Puoi riportare per intero, parola per parola, il brano sulla borghesia rivoluzionaria e la società divisa in classi?

▸ **Testo di partenza**:
»»

Ma la borghesia rivoluzionaria, dalla Rivoluzione francese in poi, ha proceduto ad abolire gli stati feudali coi loro specifici privilegi e limiti. Parlare di “quarto stato” è parlare dei tempi del feudalesimo, quando il feudalesimo stava per crollare sotto la potente pressione dello sviluppo delle forze produttive e la rivoluzione delle classi borghese, proletaria e contadina.

Concludendo il suo scritto Miseria della filosofia (Risposta alla Filosofia della miseria, di Proudhon, del 1847), e ribadendo che la società borghese è una società divisa in classi, Marx scrive:

«Una classe oppressa è la condizione vitale di ogni società fondata sull’antagonismo delle classi. L’affrancamento della classe oppressa implica dunque di necessità la creazione di una società nuova. Perché la classe oppressa possa affrancarsi, bisogna che le forze produttive già acquisite e i rapporti sociali esistenti non possano più esistere le une a fianco degli altri. Di tutti gli strumenti di produzione, la più grande forza produttiva è la classe rivoluzionaria stessa. L’organizzazione degli elementi rivoluzionari come classe presuppone l’esistenza di tutte le forze produttive che potevano generarsi nel seno della società antica.

««

▸ **Materiale presentato**:
»»

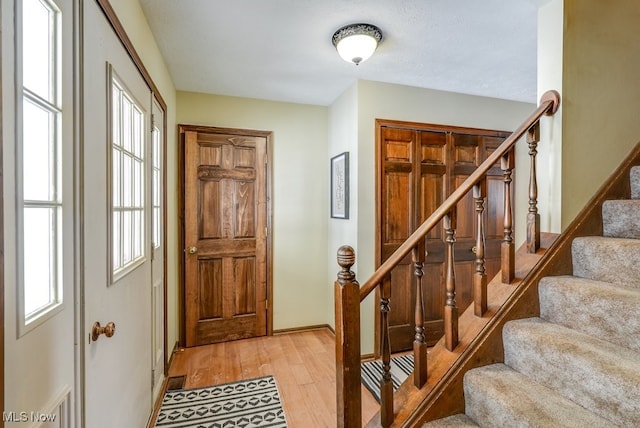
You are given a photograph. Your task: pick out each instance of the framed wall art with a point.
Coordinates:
(340, 186)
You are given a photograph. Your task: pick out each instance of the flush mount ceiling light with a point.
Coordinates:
(356, 42)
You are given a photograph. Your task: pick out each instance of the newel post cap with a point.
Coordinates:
(346, 259)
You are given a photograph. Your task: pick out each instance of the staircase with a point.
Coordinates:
(578, 363)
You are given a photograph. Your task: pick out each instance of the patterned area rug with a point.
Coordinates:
(246, 404)
(401, 368)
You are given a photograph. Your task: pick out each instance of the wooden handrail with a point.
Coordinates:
(549, 103)
(349, 294)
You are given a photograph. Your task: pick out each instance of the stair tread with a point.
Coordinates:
(456, 421)
(621, 218)
(497, 395)
(592, 372)
(599, 309)
(608, 259)
(635, 182)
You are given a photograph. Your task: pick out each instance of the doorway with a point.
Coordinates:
(226, 234)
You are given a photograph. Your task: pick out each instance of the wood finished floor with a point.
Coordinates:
(303, 364)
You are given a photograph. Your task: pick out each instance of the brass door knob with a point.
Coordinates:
(108, 330)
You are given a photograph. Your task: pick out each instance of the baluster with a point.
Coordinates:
(508, 247)
(451, 307)
(347, 313)
(480, 276)
(419, 344)
(386, 384)
(533, 218)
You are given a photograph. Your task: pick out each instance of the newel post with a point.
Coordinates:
(347, 312)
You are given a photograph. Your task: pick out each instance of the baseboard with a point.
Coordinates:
(304, 328)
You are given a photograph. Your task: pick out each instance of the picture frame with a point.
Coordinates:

««

▸ **Risposta completa**:
Ma la borghesia rivoluzionaria, dalla Rivoluzione francese in poi, ha proceduto ad abolire gli stati feudali coi loro specifici privilegi e limiti. Parlare di “quarto stato” è parlare dei tempi del feudalesimo, quando il feudalesimo stava per crollare sotto la potente pressione dello sviluppo delle forze produttive e la rivoluzione delle classi borghese, proletaria e contadina.

Concludendo il suo scritto Miseria della filosofia (Risposta alla Filosofia della miseria, di Proudhon, del 1847), e ribadendo che la società borghese è una società divisa in classi, Marx scrive:

«Una classe oppressa è la condizione vitale di ogni società fondata sull’antagonismo delle classi. L’affrancamento della classe oppressa implica dunque di necessità la creazione di una società nuova. Perché la classe oppressa possa affrancarsi, bisogna che le forze produttive già acquisite e i rapporti sociali esistenti non possano più esistere le une a fianco degli altri. Di tutti gli strumenti di produzione, la più grande forza produttiva è la classe rivoluzionaria stessa. L’organizzazione degli elementi rivoluzionari come classe presuppone l’esistenza di tutte le forze produttive che potevano generarsi nel seno della società antica.